__The data__

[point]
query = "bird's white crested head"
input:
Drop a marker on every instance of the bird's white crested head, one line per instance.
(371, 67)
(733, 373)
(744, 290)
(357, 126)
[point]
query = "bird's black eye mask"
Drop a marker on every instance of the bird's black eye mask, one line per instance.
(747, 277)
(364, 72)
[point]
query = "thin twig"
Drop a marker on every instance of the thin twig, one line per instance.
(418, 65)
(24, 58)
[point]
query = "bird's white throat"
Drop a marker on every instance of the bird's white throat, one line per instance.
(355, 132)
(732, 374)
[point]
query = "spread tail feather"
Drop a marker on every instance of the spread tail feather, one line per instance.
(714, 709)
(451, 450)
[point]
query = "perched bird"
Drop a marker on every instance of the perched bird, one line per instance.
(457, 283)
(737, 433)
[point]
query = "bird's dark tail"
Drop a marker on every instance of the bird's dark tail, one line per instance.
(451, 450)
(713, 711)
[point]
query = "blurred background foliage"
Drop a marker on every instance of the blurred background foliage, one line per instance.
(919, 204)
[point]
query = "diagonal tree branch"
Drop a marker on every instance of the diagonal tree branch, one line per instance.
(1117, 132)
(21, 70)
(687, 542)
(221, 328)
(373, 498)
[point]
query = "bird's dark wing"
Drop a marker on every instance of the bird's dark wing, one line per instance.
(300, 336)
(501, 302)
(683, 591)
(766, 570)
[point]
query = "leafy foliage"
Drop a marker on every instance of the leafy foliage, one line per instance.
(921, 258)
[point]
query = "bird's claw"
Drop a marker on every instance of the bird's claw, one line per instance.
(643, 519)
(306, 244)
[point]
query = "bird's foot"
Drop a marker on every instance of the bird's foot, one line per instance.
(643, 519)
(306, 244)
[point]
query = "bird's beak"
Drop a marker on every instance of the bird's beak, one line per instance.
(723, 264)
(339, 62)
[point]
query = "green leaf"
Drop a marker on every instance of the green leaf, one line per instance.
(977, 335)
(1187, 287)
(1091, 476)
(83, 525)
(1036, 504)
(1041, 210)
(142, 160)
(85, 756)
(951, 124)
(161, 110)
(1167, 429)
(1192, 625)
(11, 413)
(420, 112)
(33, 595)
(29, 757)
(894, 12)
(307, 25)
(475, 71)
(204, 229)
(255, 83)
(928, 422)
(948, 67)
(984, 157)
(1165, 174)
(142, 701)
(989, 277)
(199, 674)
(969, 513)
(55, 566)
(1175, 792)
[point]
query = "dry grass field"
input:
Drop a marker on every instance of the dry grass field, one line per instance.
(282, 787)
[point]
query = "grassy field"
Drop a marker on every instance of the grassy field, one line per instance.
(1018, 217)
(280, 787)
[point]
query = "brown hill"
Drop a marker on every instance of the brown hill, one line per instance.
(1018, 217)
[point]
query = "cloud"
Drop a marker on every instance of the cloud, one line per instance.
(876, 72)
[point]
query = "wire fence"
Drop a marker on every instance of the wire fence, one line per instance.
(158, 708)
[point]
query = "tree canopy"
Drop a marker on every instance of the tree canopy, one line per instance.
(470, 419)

__Task to complete__
Extract every record. Keep wording exact.

__Result of the task__
[point]
query = "bird's white crested head"
input:
Drop a marker on every instance of the bird's white crested head, one line per instance.
(371, 67)
(733, 373)
(744, 290)
(357, 126)
[point]
query = "bird's black eye mask"
Drop a marker on every instance of the bird's black eye mask, one line per instance.
(747, 277)
(364, 72)
[point]
query = "thin twig"
Drop a marker on every instance of the thin twig, one line per instance.
(418, 65)
(24, 58)
[point]
query = "bird's white throat"
Drop a marker on every instance of the bird's white throat, one line per instance.
(355, 132)
(732, 374)
[point]
query = "spread tail feather"
Drop a marker on every instance of the spread tail feather, one line per instance.
(714, 709)
(451, 450)
[point]
query = "perched bird"
Drop a marker on every instance of the perched bird, one line per instance.
(457, 283)
(737, 433)
[point]
query = "bird's dark tail"
Drop a marker on every instance of the bird's dark tail, one line per instance.
(451, 450)
(713, 711)
[point]
query = "blurred background foliage"
Drop a marker on every instance of the blurred background foliage, one line per instance.
(919, 204)
[point]
query = "diagonal tree branch"
Drop a marker on every instance of the diagonal tree branch, one line per instance.
(1117, 132)
(21, 70)
(687, 542)
(221, 328)
(373, 498)
[point]
query = "bird's dark wing"
Drop a marker on every instance of the bird's dark wing, one line per instance.
(300, 336)
(501, 302)
(683, 591)
(766, 570)
[point]
query = "leafy foliage"
Drop a marker on every instance of the leafy foliage, one line per instance.
(921, 258)
[point]
query = "bird's claw"
Drop a marker on every instance of the bird's claw, one line per instance.
(643, 519)
(306, 244)
[point]
query = "bird's foot"
Drop a marker on every instance of the bird's foot, one line per instance.
(643, 519)
(306, 244)
[point]
query = "bird's beak"
Drop a marker on every instance of the bird's beak, one line per instance.
(723, 264)
(339, 62)
[point]
query = "green leaf"
Drop a marker on every instance of the green leaf, one line per instance.
(977, 335)
(1187, 287)
(1091, 476)
(83, 525)
(1036, 504)
(1041, 210)
(142, 160)
(85, 756)
(951, 124)
(161, 110)
(1167, 429)
(1192, 625)
(11, 413)
(420, 112)
(33, 595)
(29, 757)
(894, 12)
(307, 25)
(475, 71)
(204, 229)
(255, 83)
(928, 422)
(948, 67)
(984, 157)
(1165, 174)
(142, 701)
(989, 277)
(199, 674)
(969, 513)
(55, 566)
(1175, 792)
[point]
query = "dry grass field"
input:
Drop a marker on every instance of the dry grass field, one line per instance.
(282, 787)
[point]
query = "grassy field"
Drop a marker on every instance of the grassy field, one line per instance.
(1018, 217)
(280, 787)
[point]
query = "brown hill"
Drop a marker on every instance of the brown hill, one line per instance.
(1018, 217)
[point]
query = "cloud"
Drop a marker on every instance of the cloud, one line per instance.
(876, 72)
[point]
query = "wire fence"
Drop a marker on every instance of the wire fence, one line per instance.
(158, 708)
[point]
query = "tree canopy"
Drop a marker on every instance of the tree canopy, one line per instance.
(470, 419)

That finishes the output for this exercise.